*OBJETIVO A*
Segundo a reportagem sobre o Rodoanel, quantos quilômetros de extensão terá o trecho Sul?
*OBJETIVO B*
Copie da reportagem sobre o Rodoanel o trecho que vai de "Audiência pública expõe" até "também são muitos.", inclusive.

*TEXTO FORNECIDO*
Reportagens

Longe de um consenso

Audiência pública expõe divergências sobre os impactos ambientais do Rodoanel de São Paulo. A obra afeta os principais mananciais da região metropolitana.

Vanessa Garcia ·
26 de novembro de 2004 · 20 anos atrás

Dois bilhões de reais, 22 anos de obras, 170 quilômetros de rodovias em torno da maior cidade do Brasil passando por reservatórios que abastecem 20 milhões de pessoas. Tudo o que se refere ao Rodoanel Mário Covas é expresso em grandes proporções. Os conflitos que cercam a maior obra viária de São Paulo também são muitos.

Eles vieram novamente a público na quinta-feira, 25 de novembro, quando foi realizada a primeira audiência para discutir os impactos ambientais da construção do trecho Sul do Rodoanel, segunda etapa do projeto. Enquanto o governo estadual afirma que o anel viário vai diminuir o transporte de carga na Região Metropolitana e desafogar o trânsito da cidade, ambientalistas temem pelo impacto nas duas maiores represas da região e pela expansão urbana.

O trecho Sul terá 53 quilômetros de extensão e ligará a rodovia Régis Bittencourt ao Sistema Anchieta/Imigrantes, chegando até o município de Mauá. Todo o traçado passa por área de mananciais, e dois subtrechos serão construídos sobre as represas Billings e Guarapiranga. Os críticos são unânimes ao afirmar que o Rodoanel representa um grande risco ao abastecimento de água no futuro. “Os mananciais já estão entrando em colapso. São áreas sensíveis e se o tráfego for levado para lá o abastecimento vai ficar ainda mais comprometido”, explica Mauro Antonio Victor, engenheiro florestal e assessor do Ministério do Meio Ambiente.

A equipe que elaborou o Estudo e o Relatório de Impacto Ambiental (EIA-Rima) afirma que não há nenhum impedimento para a construção das pistas por cima das represas. Ana Maria Iverson, uma das responsáveis pela análise, garante que a produção hídrica não será prejudicada. “Todas as nascentes e cursos d’água que vão ser cruzados pelo Rodoanel serão drenados para atravessar a pista e seguir para a represa. O trecho Sul vai ser construído a no mínimo 1.500 metros de distância da captação de água da Sabesp”, diz. Segundo Ana Maria, em alguns trechos a pista conta com uma caixa de retenção de líquidos, para evitar que o derramamento de cargas perigosas, provocado por acidentes, contamine a água.

*REGISTROS*
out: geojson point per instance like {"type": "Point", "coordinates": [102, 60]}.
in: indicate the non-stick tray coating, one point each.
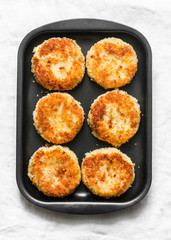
{"type": "Point", "coordinates": [86, 32]}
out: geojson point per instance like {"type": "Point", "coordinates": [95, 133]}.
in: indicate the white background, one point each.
{"type": "Point", "coordinates": [149, 219]}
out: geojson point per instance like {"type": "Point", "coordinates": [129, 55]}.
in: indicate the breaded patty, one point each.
{"type": "Point", "coordinates": [54, 171]}
{"type": "Point", "coordinates": [58, 64]}
{"type": "Point", "coordinates": [111, 63]}
{"type": "Point", "coordinates": [58, 117]}
{"type": "Point", "coordinates": [114, 117]}
{"type": "Point", "coordinates": [107, 172]}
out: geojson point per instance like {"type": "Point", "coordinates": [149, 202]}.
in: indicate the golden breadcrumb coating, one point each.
{"type": "Point", "coordinates": [107, 172]}
{"type": "Point", "coordinates": [58, 64]}
{"type": "Point", "coordinates": [111, 63]}
{"type": "Point", "coordinates": [114, 117]}
{"type": "Point", "coordinates": [54, 171]}
{"type": "Point", "coordinates": [58, 117]}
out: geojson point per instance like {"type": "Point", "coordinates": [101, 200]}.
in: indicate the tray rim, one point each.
{"type": "Point", "coordinates": [73, 25]}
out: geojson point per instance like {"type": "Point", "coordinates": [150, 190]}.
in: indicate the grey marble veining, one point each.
{"type": "Point", "coordinates": [151, 218]}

*RESPOSTA A*
O trecho Sul terá 53 quilômetros de extensão.

*RESPOSTA B*
Audiência pública expõe divergências sobre os impactos ambientais do Rodoanel de São Paulo. A obra afeta os principais mananciais da região metropolitana.

Vanessa Garcia ·
26 de novembro de 2004 · 20 anos atrás

Dois bilhões de reais, 22 anos de obras, 170 quilômetros de rodovias em torno da maior cidade do Brasil passando por reservatórios que abastecem 20 milhões de pessoas. Tudo o que se refere ao Rodoanel Mário Covas é expresso em grandes proporções. Os conflitos que cercam a maior obra viária de São Paulo também são muitos.